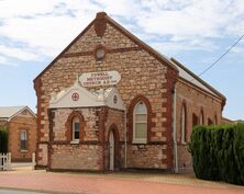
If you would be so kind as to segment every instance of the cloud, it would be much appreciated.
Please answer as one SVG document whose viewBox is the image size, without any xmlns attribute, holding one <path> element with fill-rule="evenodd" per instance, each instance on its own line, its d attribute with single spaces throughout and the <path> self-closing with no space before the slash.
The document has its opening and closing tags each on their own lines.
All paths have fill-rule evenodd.
<svg viewBox="0 0 244 194">
<path fill-rule="evenodd" d="M 24 45 L 0 49 L 21 60 L 55 57 L 102 10 L 160 52 L 214 50 L 214 38 L 244 32 L 242 0 L 1 0 L 0 8 L 0 36 Z"/>
<path fill-rule="evenodd" d="M 0 56 L 0 65 L 5 65 L 8 59 L 5 57 Z"/>
<path fill-rule="evenodd" d="M 7 57 L 20 60 L 36 60 L 38 58 L 38 55 L 32 52 L 25 52 L 22 48 L 5 47 L 3 45 L 0 45 L 0 53 Z"/>
</svg>

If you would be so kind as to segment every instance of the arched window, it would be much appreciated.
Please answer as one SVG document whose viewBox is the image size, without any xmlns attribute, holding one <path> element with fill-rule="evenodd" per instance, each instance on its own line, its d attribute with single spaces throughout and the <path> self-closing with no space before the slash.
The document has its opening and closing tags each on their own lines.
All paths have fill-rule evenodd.
<svg viewBox="0 0 244 194">
<path fill-rule="evenodd" d="M 146 105 L 140 101 L 133 112 L 133 142 L 145 144 L 147 140 L 147 109 Z"/>
<path fill-rule="evenodd" d="M 198 116 L 193 113 L 192 114 L 192 127 L 198 125 Z"/>
<path fill-rule="evenodd" d="M 78 116 L 73 118 L 73 140 L 79 140 L 80 123 Z"/>
<path fill-rule="evenodd" d="M 204 125 L 204 115 L 203 115 L 203 111 L 201 111 L 200 113 L 200 121 L 199 121 L 200 125 Z"/>
<path fill-rule="evenodd" d="M 187 110 L 186 104 L 181 107 L 181 142 L 186 142 L 186 127 L 187 127 Z"/>
<path fill-rule="evenodd" d="M 217 125 L 217 124 L 218 124 L 218 118 L 217 118 L 217 115 L 214 116 L 213 124 L 214 124 L 214 125 Z"/>
</svg>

+ + +

Which lines of the data above contain the word "much"? Show each of them in full.

If you would be so kind as to segment every instance of the cloud, it would be much appreciated.
If you would be so kind as to segment every instance of the arched window, it would be much appreciated.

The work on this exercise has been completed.